_Exercise description_
Repeat the listing below word for word, and leave the pictures out.

_Material for this exercise_
══════
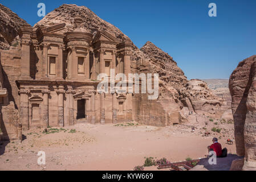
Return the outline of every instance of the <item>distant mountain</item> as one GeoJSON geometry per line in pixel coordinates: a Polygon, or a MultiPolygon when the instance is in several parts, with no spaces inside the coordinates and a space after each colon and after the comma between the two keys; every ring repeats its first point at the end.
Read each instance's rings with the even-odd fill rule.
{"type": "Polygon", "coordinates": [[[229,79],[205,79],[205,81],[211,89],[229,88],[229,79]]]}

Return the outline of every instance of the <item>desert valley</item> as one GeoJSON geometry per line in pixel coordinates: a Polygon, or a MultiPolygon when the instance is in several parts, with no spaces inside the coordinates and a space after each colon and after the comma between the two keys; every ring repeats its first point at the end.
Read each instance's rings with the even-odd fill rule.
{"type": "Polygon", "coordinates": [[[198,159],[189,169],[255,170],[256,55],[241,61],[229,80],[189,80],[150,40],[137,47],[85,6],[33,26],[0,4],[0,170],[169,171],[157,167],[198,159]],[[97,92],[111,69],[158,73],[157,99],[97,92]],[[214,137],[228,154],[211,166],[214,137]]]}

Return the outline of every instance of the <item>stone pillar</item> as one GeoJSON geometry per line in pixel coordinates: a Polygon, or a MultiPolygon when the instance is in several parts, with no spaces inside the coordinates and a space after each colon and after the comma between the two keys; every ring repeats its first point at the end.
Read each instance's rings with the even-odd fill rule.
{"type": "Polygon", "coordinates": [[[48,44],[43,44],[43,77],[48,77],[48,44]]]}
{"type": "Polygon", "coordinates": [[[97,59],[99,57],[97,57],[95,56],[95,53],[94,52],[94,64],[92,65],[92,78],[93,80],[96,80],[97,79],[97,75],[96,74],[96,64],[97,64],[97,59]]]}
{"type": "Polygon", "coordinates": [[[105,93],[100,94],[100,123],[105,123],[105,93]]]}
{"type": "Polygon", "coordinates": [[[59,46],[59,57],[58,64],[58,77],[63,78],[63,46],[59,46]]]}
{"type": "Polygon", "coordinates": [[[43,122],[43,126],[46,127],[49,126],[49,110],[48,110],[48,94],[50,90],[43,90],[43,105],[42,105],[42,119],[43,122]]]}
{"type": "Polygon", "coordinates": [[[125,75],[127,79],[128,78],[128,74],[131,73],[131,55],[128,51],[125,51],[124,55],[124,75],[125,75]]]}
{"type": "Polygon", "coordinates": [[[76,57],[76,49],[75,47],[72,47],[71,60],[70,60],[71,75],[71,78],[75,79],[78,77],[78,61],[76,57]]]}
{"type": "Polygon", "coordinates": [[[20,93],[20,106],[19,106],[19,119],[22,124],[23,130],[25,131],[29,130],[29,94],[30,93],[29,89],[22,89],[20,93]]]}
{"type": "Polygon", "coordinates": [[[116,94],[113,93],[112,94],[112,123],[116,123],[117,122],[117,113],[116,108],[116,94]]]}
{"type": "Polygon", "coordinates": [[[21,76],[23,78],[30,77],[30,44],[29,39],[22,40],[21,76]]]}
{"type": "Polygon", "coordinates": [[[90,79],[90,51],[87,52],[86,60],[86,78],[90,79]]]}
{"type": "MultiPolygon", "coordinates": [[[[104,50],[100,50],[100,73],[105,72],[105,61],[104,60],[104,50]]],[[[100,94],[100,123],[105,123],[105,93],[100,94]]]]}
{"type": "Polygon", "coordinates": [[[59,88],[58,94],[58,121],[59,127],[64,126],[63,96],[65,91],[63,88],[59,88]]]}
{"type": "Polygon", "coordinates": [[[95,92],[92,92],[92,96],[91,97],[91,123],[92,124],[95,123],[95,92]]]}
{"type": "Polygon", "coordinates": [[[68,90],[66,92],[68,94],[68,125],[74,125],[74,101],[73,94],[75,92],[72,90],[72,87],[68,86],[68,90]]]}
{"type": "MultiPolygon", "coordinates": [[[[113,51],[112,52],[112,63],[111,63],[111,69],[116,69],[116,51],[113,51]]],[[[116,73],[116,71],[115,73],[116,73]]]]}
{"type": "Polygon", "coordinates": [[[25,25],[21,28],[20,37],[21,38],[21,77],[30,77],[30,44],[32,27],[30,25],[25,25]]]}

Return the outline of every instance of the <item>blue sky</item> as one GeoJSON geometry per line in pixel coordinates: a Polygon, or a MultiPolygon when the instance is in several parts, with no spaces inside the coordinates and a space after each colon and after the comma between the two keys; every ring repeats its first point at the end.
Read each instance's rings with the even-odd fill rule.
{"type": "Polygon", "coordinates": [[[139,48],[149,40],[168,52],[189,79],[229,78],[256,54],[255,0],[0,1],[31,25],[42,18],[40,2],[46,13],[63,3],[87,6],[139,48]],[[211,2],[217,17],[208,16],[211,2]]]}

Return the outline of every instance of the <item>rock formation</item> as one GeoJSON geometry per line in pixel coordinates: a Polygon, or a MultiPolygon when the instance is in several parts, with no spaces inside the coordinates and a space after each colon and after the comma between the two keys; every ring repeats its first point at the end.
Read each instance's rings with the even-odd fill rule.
══════
_Solution for this exercise_
Return the outline of every instance of the <item>distant mountain</item> as one GeoJSON geometry per line in pixel coordinates: a Polygon, or a MultiPolygon when the instance is in several parts, with no spaces inside the coordinates and a space after each colon and after the comma between the two keys; every ring repeats its first point at the end.
Read each instance's rings with the even-odd fill rule.
{"type": "Polygon", "coordinates": [[[229,79],[205,79],[205,81],[211,89],[229,88],[229,79]]]}

Return the outline of every instance of the <item>desert valley</item> as one GeoJSON geometry per line in pixel coordinates: a Polygon, or a MultiPolygon when the instance is in several parts, with no spaces inside the coordinates and a space after each colon and after the comma between the two keys; every ring repeats its first point at the end.
Read each instance's rings with the even-odd fill rule.
{"type": "Polygon", "coordinates": [[[198,159],[189,169],[255,170],[256,55],[241,61],[229,80],[189,80],[150,40],[137,47],[85,6],[33,26],[0,4],[0,170],[169,171],[157,167],[198,159]],[[97,92],[111,69],[158,73],[157,99],[97,92]],[[214,137],[228,154],[211,166],[214,137]]]}

Return the outline of every instance of the <item>stone pillar</item> as one GeoJSON geometry per line in pixel coordinates: a Polygon, or a MultiPolygon when the instance is in several parts, with no spaces inside the coordinates and a space after each colon and after the comma between the two keys; every ring repeats its first point at the end.
Read each instance's rings with the even-odd fill rule.
{"type": "Polygon", "coordinates": [[[48,44],[43,44],[43,77],[48,77],[48,44]]]}
{"type": "Polygon", "coordinates": [[[97,59],[99,57],[97,57],[95,56],[95,53],[94,52],[94,64],[92,65],[92,78],[93,80],[96,80],[97,79],[97,75],[96,74],[96,64],[97,64],[97,59]]]}
{"type": "Polygon", "coordinates": [[[105,93],[100,94],[100,123],[105,123],[105,93]]]}
{"type": "Polygon", "coordinates": [[[59,46],[59,57],[58,64],[58,77],[63,78],[63,46],[59,46]]]}
{"type": "Polygon", "coordinates": [[[43,122],[43,126],[46,127],[49,126],[49,110],[48,110],[48,94],[50,90],[43,90],[43,105],[42,105],[42,119],[43,122]]]}
{"type": "Polygon", "coordinates": [[[125,75],[127,79],[128,78],[128,74],[131,73],[131,55],[128,51],[125,51],[124,55],[124,75],[125,75]]]}
{"type": "Polygon", "coordinates": [[[76,57],[76,49],[75,47],[72,47],[71,60],[70,60],[71,75],[71,78],[75,79],[78,77],[78,61],[76,57]]]}
{"type": "Polygon", "coordinates": [[[20,93],[20,106],[19,106],[19,119],[22,124],[23,130],[25,131],[29,130],[29,94],[30,93],[29,89],[22,89],[20,93]]]}
{"type": "Polygon", "coordinates": [[[116,94],[113,93],[112,94],[112,123],[116,123],[117,122],[117,113],[116,108],[116,94]]]}
{"type": "Polygon", "coordinates": [[[21,76],[23,78],[30,77],[30,44],[29,39],[22,40],[21,76]]]}
{"type": "Polygon", "coordinates": [[[90,79],[90,51],[87,52],[86,60],[86,78],[90,79]]]}
{"type": "MultiPolygon", "coordinates": [[[[104,50],[100,50],[100,73],[105,72],[105,61],[104,60],[104,50]]],[[[100,94],[100,123],[105,123],[105,93],[100,94]]]]}
{"type": "Polygon", "coordinates": [[[59,88],[58,94],[58,121],[59,127],[64,126],[63,96],[65,91],[63,88],[59,88]]]}
{"type": "Polygon", "coordinates": [[[95,92],[92,92],[92,96],[91,97],[91,123],[92,124],[95,123],[95,92]]]}
{"type": "Polygon", "coordinates": [[[68,90],[66,92],[68,94],[68,125],[74,125],[74,101],[73,94],[75,92],[72,90],[72,87],[68,86],[68,90]]]}
{"type": "MultiPolygon", "coordinates": [[[[113,51],[112,52],[112,63],[111,63],[111,69],[116,69],[116,51],[113,51]]],[[[116,73],[116,71],[115,73],[116,73]]]]}
{"type": "Polygon", "coordinates": [[[25,25],[21,28],[20,37],[21,38],[21,77],[30,77],[30,44],[32,27],[30,25],[25,25]]]}

Return the outline of every instance of the <item>blue sky</item> as one GeoJSON geometry per line in pixel coordinates: a Polygon, or a MultiPolygon when the instance is in several parts, with no spaces inside the coordinates and a space after each colon and after the comma between the two keys; every ring repeats its first point at the end.
Read each instance's rings with the even-odd fill rule.
{"type": "Polygon", "coordinates": [[[139,48],[149,40],[168,52],[189,79],[229,78],[256,54],[255,0],[0,1],[31,25],[42,18],[40,2],[46,13],[63,3],[87,6],[139,48]],[[211,2],[217,17],[208,16],[211,2]]]}

Return the outline of every instance of the <item>rock formation</item> as one GeoJSON geometry per line in pixel coordinates: a Polygon, or a MultiPolygon when the instance is in several parts, with no spaces inside the coordinates and a space after each colon and after the comma between the two keys; every ring repeats its first point at the end.
Read each instance's rings with the even-odd fill rule.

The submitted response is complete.